* EXCERPTED RECORDS *
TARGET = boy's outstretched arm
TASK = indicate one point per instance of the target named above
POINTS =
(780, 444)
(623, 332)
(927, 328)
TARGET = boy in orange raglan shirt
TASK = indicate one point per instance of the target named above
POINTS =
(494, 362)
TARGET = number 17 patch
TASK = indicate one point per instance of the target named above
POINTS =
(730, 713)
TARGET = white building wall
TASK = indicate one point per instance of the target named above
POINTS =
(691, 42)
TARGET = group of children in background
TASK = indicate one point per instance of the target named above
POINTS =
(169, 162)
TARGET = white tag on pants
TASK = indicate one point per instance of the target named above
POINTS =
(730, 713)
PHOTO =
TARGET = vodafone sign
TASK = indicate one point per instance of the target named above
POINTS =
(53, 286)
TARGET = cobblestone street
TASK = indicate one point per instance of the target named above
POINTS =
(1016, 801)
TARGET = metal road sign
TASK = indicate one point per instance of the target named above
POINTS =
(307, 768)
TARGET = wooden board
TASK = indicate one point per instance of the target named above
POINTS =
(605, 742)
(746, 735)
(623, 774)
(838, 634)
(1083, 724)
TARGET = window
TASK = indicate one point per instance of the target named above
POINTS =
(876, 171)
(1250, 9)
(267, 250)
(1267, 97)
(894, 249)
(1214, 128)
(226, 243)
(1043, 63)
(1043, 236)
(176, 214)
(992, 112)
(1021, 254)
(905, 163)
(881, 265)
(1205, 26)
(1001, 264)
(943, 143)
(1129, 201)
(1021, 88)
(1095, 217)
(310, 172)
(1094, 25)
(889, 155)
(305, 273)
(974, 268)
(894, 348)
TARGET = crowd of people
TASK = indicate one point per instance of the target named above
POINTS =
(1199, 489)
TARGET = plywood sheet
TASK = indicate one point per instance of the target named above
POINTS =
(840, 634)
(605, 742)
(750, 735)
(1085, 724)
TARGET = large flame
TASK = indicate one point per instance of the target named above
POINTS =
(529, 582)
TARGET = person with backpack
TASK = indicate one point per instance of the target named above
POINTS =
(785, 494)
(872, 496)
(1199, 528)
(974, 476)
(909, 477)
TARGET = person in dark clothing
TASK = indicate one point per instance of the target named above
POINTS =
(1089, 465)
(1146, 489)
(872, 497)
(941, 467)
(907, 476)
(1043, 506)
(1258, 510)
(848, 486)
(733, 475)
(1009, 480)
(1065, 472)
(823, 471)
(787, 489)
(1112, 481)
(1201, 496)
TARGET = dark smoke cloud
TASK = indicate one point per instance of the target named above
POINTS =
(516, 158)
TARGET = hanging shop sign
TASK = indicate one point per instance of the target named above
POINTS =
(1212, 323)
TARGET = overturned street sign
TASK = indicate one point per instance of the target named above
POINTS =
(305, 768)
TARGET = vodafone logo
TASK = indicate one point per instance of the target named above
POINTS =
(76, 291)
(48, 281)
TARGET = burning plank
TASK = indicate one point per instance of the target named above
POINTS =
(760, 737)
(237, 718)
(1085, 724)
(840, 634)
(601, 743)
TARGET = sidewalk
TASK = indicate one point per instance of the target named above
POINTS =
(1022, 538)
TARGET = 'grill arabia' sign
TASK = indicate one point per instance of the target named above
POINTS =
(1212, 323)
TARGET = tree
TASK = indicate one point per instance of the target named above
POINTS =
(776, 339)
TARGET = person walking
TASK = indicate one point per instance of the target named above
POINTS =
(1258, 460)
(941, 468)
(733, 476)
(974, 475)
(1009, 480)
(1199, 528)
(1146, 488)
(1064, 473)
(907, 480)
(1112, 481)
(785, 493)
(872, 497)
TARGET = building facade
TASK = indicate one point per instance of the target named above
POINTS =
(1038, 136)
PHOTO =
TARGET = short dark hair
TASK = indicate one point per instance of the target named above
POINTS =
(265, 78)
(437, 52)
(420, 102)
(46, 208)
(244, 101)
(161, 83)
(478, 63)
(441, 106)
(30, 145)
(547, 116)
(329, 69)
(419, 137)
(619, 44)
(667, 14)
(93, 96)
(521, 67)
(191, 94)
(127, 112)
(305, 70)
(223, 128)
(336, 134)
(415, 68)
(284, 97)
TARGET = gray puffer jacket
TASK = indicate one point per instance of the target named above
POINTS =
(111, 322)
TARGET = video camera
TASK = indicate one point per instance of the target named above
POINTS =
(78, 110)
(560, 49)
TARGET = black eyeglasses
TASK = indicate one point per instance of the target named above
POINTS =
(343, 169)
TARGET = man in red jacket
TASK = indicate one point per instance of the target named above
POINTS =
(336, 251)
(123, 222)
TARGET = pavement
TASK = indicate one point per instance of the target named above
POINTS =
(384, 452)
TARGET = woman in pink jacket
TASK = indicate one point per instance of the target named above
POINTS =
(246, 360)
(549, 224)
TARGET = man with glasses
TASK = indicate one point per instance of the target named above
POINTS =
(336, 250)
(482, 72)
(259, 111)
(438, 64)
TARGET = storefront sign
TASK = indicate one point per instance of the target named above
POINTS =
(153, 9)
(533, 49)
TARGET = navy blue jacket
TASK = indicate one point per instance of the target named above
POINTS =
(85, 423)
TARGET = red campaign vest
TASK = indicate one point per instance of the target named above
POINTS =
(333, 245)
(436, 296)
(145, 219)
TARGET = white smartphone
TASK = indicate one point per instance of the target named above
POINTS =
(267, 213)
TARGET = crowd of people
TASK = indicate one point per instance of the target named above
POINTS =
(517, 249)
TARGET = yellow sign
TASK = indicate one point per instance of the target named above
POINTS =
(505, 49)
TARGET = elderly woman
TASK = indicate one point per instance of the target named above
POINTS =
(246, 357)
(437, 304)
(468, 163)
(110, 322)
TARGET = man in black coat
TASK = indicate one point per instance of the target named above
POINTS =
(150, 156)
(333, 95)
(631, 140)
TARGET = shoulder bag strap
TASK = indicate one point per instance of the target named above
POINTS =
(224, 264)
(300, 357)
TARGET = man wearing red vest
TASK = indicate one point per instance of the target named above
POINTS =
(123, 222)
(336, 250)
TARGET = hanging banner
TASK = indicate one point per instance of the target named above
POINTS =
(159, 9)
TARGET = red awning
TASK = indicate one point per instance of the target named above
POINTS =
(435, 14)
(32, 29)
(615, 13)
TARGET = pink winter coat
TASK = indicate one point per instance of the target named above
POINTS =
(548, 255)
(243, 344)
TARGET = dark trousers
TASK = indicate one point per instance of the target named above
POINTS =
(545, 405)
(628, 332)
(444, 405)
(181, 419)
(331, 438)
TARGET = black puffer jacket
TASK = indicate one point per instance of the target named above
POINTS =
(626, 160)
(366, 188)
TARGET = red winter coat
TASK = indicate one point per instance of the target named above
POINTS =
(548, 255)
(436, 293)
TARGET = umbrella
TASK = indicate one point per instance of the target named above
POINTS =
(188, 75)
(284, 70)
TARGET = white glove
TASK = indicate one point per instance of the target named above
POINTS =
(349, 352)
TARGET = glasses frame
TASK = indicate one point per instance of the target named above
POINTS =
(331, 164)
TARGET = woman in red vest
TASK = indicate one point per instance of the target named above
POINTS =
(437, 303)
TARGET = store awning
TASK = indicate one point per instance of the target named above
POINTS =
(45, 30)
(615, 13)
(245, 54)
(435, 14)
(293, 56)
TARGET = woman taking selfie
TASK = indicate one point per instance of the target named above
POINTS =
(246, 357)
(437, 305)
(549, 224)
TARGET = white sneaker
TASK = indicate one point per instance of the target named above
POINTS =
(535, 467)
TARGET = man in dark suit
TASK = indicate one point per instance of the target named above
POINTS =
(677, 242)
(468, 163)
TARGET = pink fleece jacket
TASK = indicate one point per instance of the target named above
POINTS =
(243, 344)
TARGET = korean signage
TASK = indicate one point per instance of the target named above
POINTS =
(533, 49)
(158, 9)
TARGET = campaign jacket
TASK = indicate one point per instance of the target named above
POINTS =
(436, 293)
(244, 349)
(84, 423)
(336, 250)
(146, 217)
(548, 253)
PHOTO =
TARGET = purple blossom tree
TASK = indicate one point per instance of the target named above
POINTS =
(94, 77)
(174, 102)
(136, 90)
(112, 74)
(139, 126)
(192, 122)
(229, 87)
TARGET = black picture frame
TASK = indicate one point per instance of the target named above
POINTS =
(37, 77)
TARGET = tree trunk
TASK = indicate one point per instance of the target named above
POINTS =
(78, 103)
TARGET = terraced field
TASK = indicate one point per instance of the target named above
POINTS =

* JOB *
Repeat word for word every line from the one that holds "TARGET = red winter coat" to the end. Both ends count.

* SOLUTION FOR THIS PROBLEM *
TARGET = red winter coat
TASK = indicate one point per instance of the target named above
POINTS =
(548, 255)
(436, 293)
TARGET = umbrella
TASK = indicate one point per instance of the target named above
POINTS =
(188, 75)
(284, 70)
TARGET = white glove
TASK = indicate one point per instance of the target named above
POINTS =
(349, 352)
TARGET = glasses frame
TASK = indicate one point per instance of the target named above
POINTS =
(331, 164)
TARGET = woman in red vest
TASK = indicate one point per instance of the target named above
POINTS =
(437, 303)
TARGET = store awning
TASK = indicate one point per instance of the target named above
POINTS =
(45, 30)
(615, 13)
(245, 54)
(435, 14)
(293, 56)
TARGET = woman taking selfie
TASK = indicate one point per instance of the target named above
POINTS =
(246, 357)
(437, 305)
(549, 224)
TARGET = white sneaker
TASK = indicate one point per instance of the target named above
POINTS =
(535, 467)
TARGET = man in dark suit
TASK = indicate one point per instance of the target named above
POINTS =
(677, 242)
(468, 163)
TARGET = pink fleece jacket
TASK = indicate one point per instance of the target named above
POINTS =
(243, 344)
TARGET = korean signage
TASK = indicate one point per instance of the target named above
POINTS =
(533, 49)
(158, 9)
TARGET = campaign jacket
TASK = indicate one point per instance of the target named above
POINTS =
(436, 293)
(244, 349)
(84, 423)
(336, 250)
(146, 217)
(548, 253)
PHOTO =
TARGET = purple blossom tree
TASK = indicate one point per instance of the target named above
POINTS =
(94, 77)
(174, 102)
(136, 90)
(112, 74)
(139, 126)
(192, 122)
(229, 87)
TARGET = black picture frame
TASK = indicate one point per instance of the target named above
POINTS =
(37, 77)
TARGET = tree trunk
TASK = indicate one point per instance of the target named above
POINTS =
(78, 103)
TARGET = terraced field
TASK = indicate one point per instance of the target named above
POINTS =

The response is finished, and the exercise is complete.